### WORK ITEM
Nothing but the lines below from the one containing "branch bark texture." through the one containing "ceiling fan blade." should appear in the answer, exact and without pictures.

───── RECORDS PROVIDED ─────

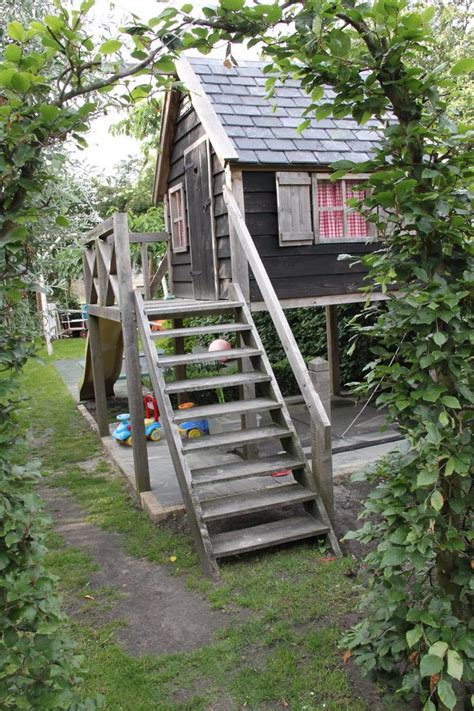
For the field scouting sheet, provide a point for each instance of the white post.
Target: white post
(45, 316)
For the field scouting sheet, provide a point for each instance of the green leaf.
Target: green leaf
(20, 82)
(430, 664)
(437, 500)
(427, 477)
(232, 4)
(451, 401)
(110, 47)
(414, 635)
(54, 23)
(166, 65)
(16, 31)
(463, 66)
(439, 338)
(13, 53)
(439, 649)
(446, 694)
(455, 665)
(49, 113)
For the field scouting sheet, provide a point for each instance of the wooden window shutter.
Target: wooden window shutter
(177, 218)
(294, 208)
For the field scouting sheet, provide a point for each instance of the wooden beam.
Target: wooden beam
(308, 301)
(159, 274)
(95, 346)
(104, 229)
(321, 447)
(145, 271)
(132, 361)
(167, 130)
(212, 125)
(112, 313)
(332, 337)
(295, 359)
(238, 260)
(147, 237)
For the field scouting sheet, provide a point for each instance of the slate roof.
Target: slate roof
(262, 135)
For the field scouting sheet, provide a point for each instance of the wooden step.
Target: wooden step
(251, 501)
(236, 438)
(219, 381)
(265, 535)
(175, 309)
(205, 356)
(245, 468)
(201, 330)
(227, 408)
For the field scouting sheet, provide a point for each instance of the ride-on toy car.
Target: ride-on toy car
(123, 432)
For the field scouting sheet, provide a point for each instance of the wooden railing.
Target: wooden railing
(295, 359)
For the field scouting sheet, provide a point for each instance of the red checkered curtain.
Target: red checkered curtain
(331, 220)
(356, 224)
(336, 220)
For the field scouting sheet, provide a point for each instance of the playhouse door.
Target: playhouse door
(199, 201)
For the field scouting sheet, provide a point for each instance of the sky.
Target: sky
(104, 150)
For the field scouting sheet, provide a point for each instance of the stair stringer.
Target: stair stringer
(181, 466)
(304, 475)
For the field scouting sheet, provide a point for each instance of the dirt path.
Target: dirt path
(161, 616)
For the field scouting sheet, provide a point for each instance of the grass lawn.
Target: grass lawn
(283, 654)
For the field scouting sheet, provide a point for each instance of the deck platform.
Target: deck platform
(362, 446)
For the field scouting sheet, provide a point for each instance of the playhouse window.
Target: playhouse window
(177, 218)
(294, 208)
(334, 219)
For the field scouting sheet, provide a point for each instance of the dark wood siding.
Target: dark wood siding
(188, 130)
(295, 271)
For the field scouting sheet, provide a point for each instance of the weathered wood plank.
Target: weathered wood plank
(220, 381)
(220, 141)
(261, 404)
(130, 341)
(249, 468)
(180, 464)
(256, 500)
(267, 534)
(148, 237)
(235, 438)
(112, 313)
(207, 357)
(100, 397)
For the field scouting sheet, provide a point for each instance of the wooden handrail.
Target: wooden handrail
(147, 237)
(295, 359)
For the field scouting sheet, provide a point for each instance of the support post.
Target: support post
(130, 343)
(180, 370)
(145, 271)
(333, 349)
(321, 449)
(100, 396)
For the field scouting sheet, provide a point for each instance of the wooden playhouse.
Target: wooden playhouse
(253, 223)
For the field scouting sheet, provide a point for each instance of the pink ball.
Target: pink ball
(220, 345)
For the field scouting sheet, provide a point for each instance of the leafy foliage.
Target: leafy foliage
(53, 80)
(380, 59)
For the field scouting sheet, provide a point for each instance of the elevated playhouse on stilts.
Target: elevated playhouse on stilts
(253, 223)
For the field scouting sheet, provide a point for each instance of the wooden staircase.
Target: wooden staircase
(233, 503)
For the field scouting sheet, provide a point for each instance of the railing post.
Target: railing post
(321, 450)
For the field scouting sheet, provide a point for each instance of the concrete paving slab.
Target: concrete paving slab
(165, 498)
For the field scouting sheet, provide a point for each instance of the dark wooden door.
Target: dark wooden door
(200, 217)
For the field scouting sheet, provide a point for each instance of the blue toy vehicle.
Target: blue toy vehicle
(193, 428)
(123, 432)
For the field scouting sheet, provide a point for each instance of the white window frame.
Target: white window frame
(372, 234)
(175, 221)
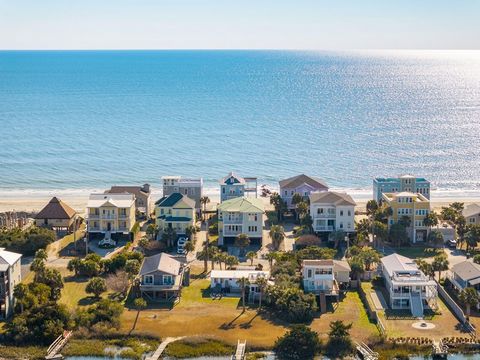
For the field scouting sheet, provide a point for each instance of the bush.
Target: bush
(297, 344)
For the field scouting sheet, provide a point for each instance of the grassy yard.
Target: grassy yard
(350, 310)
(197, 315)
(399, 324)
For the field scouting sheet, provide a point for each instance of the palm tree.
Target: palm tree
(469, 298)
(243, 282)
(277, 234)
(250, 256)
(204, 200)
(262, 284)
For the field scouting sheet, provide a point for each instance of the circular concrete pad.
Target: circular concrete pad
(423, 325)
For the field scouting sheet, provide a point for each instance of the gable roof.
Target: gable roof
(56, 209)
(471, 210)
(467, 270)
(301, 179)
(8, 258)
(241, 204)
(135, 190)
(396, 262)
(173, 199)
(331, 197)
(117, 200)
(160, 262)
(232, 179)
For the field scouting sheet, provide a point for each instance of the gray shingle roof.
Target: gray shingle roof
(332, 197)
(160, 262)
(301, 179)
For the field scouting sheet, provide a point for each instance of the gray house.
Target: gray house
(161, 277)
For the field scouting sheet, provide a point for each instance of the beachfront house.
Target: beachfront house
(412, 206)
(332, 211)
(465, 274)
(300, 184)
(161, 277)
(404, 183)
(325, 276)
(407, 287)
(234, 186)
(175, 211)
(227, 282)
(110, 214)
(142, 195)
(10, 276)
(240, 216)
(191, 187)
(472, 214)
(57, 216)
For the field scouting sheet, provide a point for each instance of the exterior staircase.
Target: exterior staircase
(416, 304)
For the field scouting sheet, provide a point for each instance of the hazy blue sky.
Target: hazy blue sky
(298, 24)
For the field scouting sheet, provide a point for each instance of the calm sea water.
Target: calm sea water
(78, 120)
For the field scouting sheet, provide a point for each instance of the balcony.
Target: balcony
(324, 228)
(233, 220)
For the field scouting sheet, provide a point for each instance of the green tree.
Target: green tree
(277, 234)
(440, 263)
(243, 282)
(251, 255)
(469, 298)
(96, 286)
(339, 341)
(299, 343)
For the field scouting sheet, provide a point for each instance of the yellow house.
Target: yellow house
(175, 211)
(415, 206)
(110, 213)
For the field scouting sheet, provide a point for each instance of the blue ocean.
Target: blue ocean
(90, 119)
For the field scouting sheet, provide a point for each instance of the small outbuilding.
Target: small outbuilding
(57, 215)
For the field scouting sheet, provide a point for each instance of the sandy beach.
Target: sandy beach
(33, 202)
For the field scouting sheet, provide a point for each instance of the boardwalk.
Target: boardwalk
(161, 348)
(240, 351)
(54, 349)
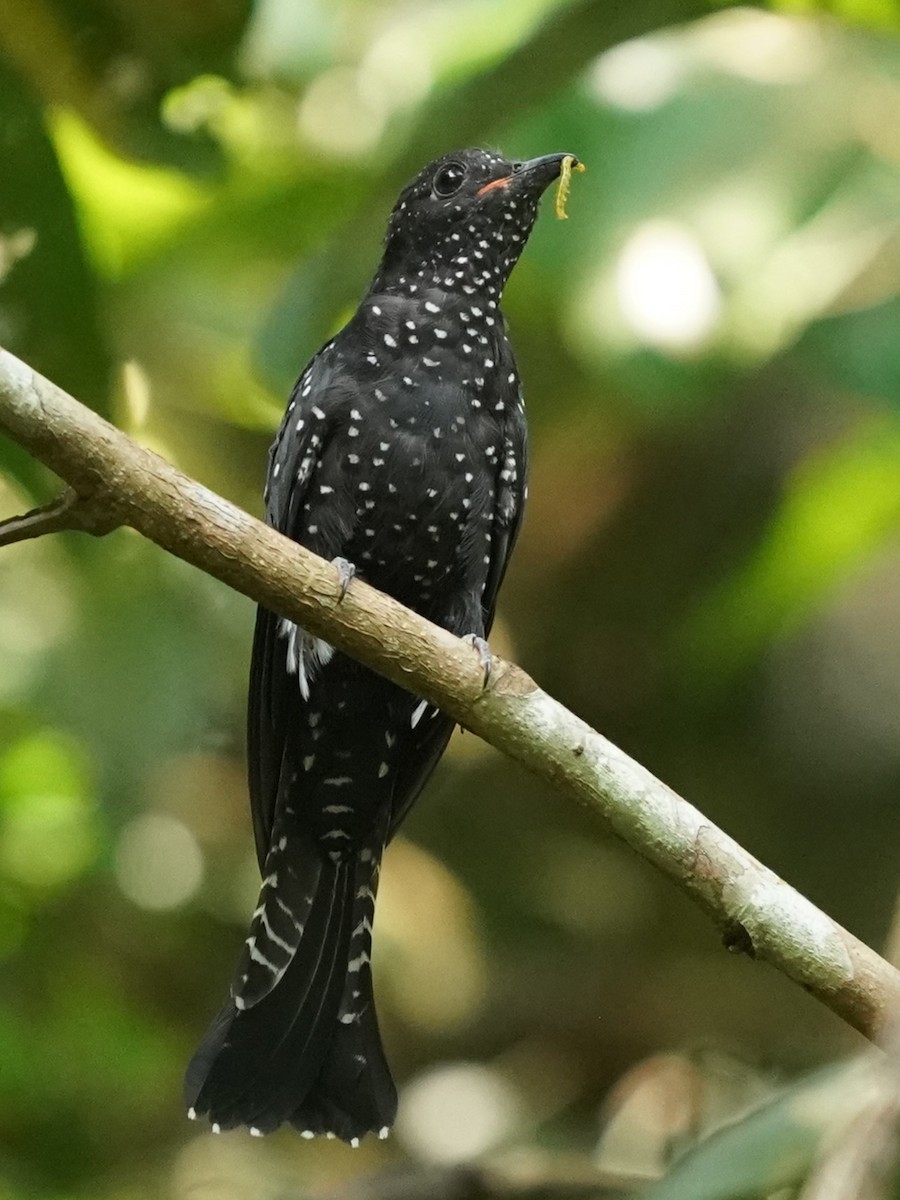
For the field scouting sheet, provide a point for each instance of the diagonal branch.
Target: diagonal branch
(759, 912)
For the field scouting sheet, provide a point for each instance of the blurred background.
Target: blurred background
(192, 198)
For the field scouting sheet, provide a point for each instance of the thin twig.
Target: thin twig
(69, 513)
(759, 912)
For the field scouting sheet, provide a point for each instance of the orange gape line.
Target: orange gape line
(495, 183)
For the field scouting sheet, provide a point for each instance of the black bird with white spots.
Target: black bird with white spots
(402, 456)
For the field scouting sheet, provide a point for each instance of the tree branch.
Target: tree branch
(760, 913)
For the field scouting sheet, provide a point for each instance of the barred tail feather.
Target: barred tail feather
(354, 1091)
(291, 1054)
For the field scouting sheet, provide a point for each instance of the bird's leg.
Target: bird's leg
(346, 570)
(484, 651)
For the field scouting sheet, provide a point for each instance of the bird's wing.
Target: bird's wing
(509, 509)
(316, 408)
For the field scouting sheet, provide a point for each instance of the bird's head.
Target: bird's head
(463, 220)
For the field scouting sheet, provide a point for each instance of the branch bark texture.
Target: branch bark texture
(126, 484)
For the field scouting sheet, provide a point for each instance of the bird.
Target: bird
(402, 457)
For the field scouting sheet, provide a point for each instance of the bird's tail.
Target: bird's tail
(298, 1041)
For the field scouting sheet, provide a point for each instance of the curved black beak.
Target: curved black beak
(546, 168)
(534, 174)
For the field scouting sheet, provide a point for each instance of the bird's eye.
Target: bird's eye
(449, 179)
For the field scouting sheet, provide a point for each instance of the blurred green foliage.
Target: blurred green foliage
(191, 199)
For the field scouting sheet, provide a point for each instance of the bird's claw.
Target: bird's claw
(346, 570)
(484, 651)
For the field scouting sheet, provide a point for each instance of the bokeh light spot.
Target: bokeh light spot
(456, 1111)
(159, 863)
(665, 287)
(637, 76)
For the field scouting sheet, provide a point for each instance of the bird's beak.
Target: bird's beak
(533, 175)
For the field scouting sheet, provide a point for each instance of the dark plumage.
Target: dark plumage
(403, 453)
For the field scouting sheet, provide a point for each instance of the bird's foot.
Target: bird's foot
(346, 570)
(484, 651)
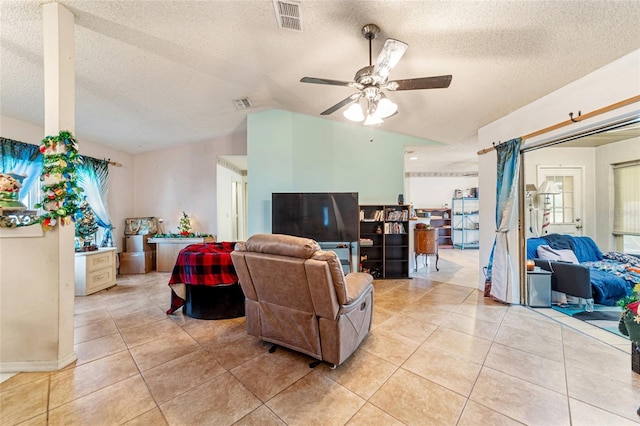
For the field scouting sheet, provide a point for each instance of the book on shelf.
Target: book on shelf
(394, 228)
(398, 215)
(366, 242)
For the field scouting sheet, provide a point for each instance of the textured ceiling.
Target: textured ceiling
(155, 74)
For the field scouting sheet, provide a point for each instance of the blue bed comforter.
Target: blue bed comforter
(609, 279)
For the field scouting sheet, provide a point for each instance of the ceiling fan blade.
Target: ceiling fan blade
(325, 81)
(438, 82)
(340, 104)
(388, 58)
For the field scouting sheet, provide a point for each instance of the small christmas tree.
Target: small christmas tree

─────

### OUTPUT OF THE TASK
For the field scouting sheet, provide a point for each instance of the branch bark texture.
Target: branch bark texture
(126, 484)
For the field scouting sheet, provide a point for each instance of the bird.
Target: bird
(402, 457)
For the field scouting sheet, provide a point for each instance of the bird's tail.
Target: bird's tail
(298, 1041)
For the field scouting sheet, provide a point for each instance of the curved black beak.
Target: curved black beak
(546, 168)
(534, 174)
For the field scouting sheet, provide a point for each instance of the bird's eye.
Target: bird's eye
(449, 179)
For the field scouting sheet, provide a point for each instance of the blurred green foliage.
Target: blurred green foliage
(191, 199)
For the field scouting sheet, provide a point for each instance of the bird's claw.
Target: bird's claw
(346, 570)
(484, 651)
For the field scouting sheet, provide a point for each instance of the bokeh light spot.
Target: bokeh light spot
(456, 1111)
(159, 863)
(665, 287)
(637, 76)
For the field scouting sheet, provide a point for each instance of the bird's beak.
Target: bird's beak
(533, 175)
For the field scouting sheet, provide a point for each instance of the dark plumage.
Target: dark plumage
(403, 453)
For the field scouting sheet, provide a point for each instance of the bird's foot.
Target: bird's foot
(346, 570)
(484, 651)
For the field scouting sheet, provide a point for each instance of the book on shelf.
Target: book on shelf
(394, 228)
(398, 215)
(366, 242)
For the field scouting sheet, provide a point for each instance of the textured ceiling.
Target: textured ceiling
(155, 74)
For the field scouting sheet, provide a point for each instance of the blue bed comforter.
Target: blue bed comforter
(609, 279)
For the field scouting sheet, provide a point for each instance of the ceiling fan blade.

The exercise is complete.